| Exercise instructions |
- 1) From the research profile of A/Prof Wise, reproduce the passage from "Starting at UWA" up to and including "create such trees.".
- 2) State whether each statement agrees with the research profile of A/Prof Wise. Answer yes or no, and quote the words of the profile that decide it. (a) A/Prof Wise started at UWA in 2004. (b) Most methods for building phylogenetic trees take data from many different genes as input. (c) Before turning to bioinformatics, A/Prof Wise did research on automated plagiarism detection.
- 3) Continue the research profile of A/Prof Wise, picking up after its final sentence.

|
Since the early 1990s A/Prof Wise's research focus has been bioinformatics,
following many years in mainstream computer science research, particularly
language primitives for parallel computation and automated plagiarism
detection. A/Prof Wise's bioinformatics research interests are diverse,
ranging from keyword clustering of proteins based on text mining, through
analysis of low-complexity and aggregation-prone proteins, to simulation of
metabolic and other chemical reaction pathways. His philosophy is that
bioinformatics is pure and simply the application of computer technology to
biology, generally based on molecular-level data.
Starting at UWA in 2004, A/Prof Wise is a joint appointment between the
Schools of Biomoledular, Biomedical & Chemical Sciences, Computer Science &
Software Engineering and in the Faculty of Natural and Agricultural
Sciences.
|
Projects
- A Novel Method for Building Phylogenetic Trees
Phylogeny is the study of the relatedness of species. The way this is done these days is
through the computational analysis of genes in living organisms (after all, we can't go
back in time to track speciation events as they happened).
The phylogeny of organisms is often depicted as
phylogenetic trees and
there is a considerable literature on how best to create such trees.
Most methods take as input data from a single gene or protein sequences.
That is, the same gene is found in all the species of interest and then compared to build
the tree.

| Record extracts |
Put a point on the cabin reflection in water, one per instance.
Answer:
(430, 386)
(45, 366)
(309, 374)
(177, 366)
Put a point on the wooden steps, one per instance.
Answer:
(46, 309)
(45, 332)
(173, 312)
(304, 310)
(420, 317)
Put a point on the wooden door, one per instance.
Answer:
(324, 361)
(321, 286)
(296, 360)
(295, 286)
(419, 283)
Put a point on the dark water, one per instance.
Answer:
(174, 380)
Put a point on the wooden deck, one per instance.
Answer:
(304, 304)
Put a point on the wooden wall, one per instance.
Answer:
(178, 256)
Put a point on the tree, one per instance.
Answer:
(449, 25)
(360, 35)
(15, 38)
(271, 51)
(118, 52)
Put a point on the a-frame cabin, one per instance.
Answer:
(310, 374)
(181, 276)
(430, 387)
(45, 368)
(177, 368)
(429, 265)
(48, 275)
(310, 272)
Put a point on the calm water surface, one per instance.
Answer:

| Your written answers |
- 1)
Starting at UWA in 2004, A/Prof Wise is a joint appointment between the
Schools of Biomoledular, Biomedical & Chemical Sciences, Computer Science &
Software Engineering and in the Faculty of Natural and Agricultural
Sciences.
|
Projects
- A Novel Method for Building Phylogenetic Trees
Phylogeny is the study of the relatedness of species. The way this is done these days is
through the computational analysis of genes in living organisms (after all, we can't go
back in time to track speciation events as they happened).
The phylogeny of organisms is often depicted as
phylogenetic trees and
there is a considerable literature on how best to create such trees.

- 2)
(a) Yes: "Starting at UWA in 2004"
(b) No: "Most methods take as input data from a single gene or protein sequences."
(c) Yes: "particularly language primitives for parallel computation and automated plagiarism detection"

- 3)
The problem with this approach is that it assumes that the gene is "typical"
and that evolutionary pressures have acted in the same way across all the
species to shape that gene.
A second problem is to find a gene that is both ubiquitous and conserved in
its function, but with sufficient variability to differentiate the various species
possessing that gene.
In this project you will create an application which extracts data generated by
an existing genome analysis application
as it traverses whole bacterial chromosomes, and then, after normalising the elements
of the data vectors, try different methods for building phylogenetic trees from
the data.
In other words, rather than trying to find the idea gene around which to build a tree,
this method will use all the data available in chromosomes or, by extension, entire
genomes.
- Computing the Genetic Basis for the Sit-and-Wait Hypothesis of Bacterial Pathogenicity
The Sit-and-Wait Hypothesis (Walther & Ewald 2004) relates the environmental durability of
non-vector-borne microbial pathogens to their pathogenicity.
Non-vector-borne pathogens, such as E. coli are passed directly from host to host,
rather than being transmitted by another vector species, such as mosquitos.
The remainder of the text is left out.